» Written tasks:
1. Using the passage on African content creators and television commissioners, answer the following:
(a) Which streamers does the passage name as actively searching for African stories?
(b) What does Abudu suggest the real challenge might be?
(c) Who, according to the passage, ultimately decides what ends up on TV screens?
2. Write a continuation of the passage on African content creators and television commissioners, beginning immediately after its final sentence.

» Selected excerpt:
* START *

However, she said the fact streamers such as Netflix and Prime Video were now actively searching for African stories provided an opportunity and hope for the future. You can read our exclusive in-depth feature on African streaming here.
Abudu said some execs would often have “a ready list of responses” why they would not commission shows from diverse content creators. “The real challenge is maybe that commissioners are risk averse,” she added. “They would rather tell something similar to what they’ve always been used to telling.”
The widely respected exec added biggest challenge for African content creators “is getting through to the gatekeepers and commissioners, because ultimately they are the ones who decide what ends up on our TV screens.
“They’ve decided people like me shouldn’t be represented on television and their stories should not be told.. [and] wome of them are just note ready to listen. They just need to have an open mind and be ready to listen the fact there are stories that exist outside of Europe and America.”

* END *

» Information supplied:
* START *

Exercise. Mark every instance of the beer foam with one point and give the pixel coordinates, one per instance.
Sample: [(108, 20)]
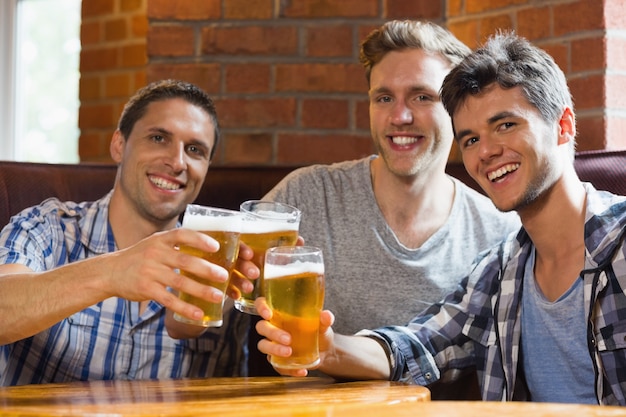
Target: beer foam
[(264, 225), (276, 271), (212, 223)]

* END *

» In response:
1.
(a) Netflix and Prime Video.
(b) That commissioners are risk averse.
(c) The gatekeepers and commissioners.

2.
Abudu said she was not making a “charity case” but flagged it was virtually impossible for a show with a $1M per ep budget to compete with one at the $10M pricepoint. She noted that breakout shows such as Squid Game have proven hits can come from anywhere and added: “I’m not saying, ‘Give me the Stranger Things budget, but I am saying we are going to need bigger budgets to compete globally.”
“This is not a charity case, it’s a business case,” she said. “There are 1.4 billion people living in Africa right now. By the year 2050, one in four people is going to be an African. The median age on the continent is 19 and they need to see content that speaks to them. There is a market there.
“There’s a lot of comfort in just dealing with the status quo, because traditionally that’s what [commissioners have] always done.”